Sourdough
Name: Jennifer Wellington
Date and Time:
2017.Jan 30, 06:00 pm
Location: Brooklyn Apartment
Subject: Refrigerated 1 cup sourdough starter in sealed container.
Name: Jennifer Wellington
Date and Time:
2017.Feb 01, 10:30 am
Location: Brooklyn Apartment
Subject: First feeding
Removed 1/4 cup starter. In Pyrex bowl, mixed with 1/4 cup tap water and slightly under 1/2 cup Arrowhead organic whole wheat flour.* (Following
http://www.culturesforhealth.com/learn/sourdough/how-to-feed-sourdough-starter/)
Covered loosely with cotton towel and placed in warm closet at 10:30 a.m.
*based on
https://earlybread.wordpress.com/, should mix the wheat flower with rye "randomly" at earliest opportunity
-ambient temperature mid-70s
-around 8:30, will have been 10 hours (so can put back in fridge between 6:30-10:30 according to recipe)

**ACTIVITIES**
**1)** Answer these questions about the sourdough log:
(a) How much sourdough starter was put in the refrigerator in the first entry?
(b) What was the starter loosely covered with after the first feeding?
(c) What ambient temperature is noted?
**2)** Write the next part of the sourdough log, starting after its final line.

**DATASET EXCERPTS**
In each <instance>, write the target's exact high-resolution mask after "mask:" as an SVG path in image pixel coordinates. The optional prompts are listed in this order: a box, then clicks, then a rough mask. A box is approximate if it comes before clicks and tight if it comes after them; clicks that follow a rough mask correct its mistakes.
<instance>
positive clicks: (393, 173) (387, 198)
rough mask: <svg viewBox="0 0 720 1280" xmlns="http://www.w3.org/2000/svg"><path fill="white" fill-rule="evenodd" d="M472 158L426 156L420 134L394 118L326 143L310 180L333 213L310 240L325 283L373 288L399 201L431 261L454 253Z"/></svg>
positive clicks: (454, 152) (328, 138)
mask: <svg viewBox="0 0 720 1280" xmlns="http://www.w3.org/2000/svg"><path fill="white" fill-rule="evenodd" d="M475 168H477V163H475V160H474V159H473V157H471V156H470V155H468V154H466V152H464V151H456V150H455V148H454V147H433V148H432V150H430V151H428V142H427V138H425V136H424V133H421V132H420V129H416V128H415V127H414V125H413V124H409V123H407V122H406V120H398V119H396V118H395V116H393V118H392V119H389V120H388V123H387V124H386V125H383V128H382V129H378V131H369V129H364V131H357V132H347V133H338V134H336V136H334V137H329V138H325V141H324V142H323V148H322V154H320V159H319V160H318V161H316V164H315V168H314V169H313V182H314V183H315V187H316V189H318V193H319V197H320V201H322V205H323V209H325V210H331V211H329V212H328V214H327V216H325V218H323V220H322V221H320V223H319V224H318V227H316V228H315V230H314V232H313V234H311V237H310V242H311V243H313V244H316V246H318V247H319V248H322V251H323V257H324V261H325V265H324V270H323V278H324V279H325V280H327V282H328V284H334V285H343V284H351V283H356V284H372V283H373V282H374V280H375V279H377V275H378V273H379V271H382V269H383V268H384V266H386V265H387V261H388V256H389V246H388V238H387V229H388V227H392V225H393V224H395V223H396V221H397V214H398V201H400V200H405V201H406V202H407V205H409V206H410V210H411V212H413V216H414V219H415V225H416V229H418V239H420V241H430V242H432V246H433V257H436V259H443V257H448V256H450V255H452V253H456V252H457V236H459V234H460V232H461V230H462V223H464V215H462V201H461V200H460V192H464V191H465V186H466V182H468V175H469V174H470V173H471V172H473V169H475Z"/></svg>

**ANSWERS FOR THIS EXERCISE**
**1)**
(a) 1 cup
(b) A cotton towel
(c) The mid-70s

**2)**
-at 9pm, swapped out - put that one back in fridge in the sealed container. Removed the other half of the starter, mixed as before, and left overnight in cabinet under cloth.
Name: Jennifer Wellington
Date and Time:
2017. Feb 2, 9:00 am
Location: Brooklyn Apartment
Subject:
Removed second fed starter from cabinet and recombined with first in sealed container. Refrigerated.
Name: Jennifer Wellington
Date and Time:
2017. Feb 4, 11:15 am
Location: Brooklyn Apartment
Subject:
Removed from refrigerator. Starter is less liquid than before, smells sour, faintly of green apples.
Took 1/4 cup starter and mixed with 1/2 wheat flour, 1/4 water - very dry, so added another 1/8 cup water. Covered with cotton towel and set in cabinet. Returned remainder of starter to refrigerator in sealed container.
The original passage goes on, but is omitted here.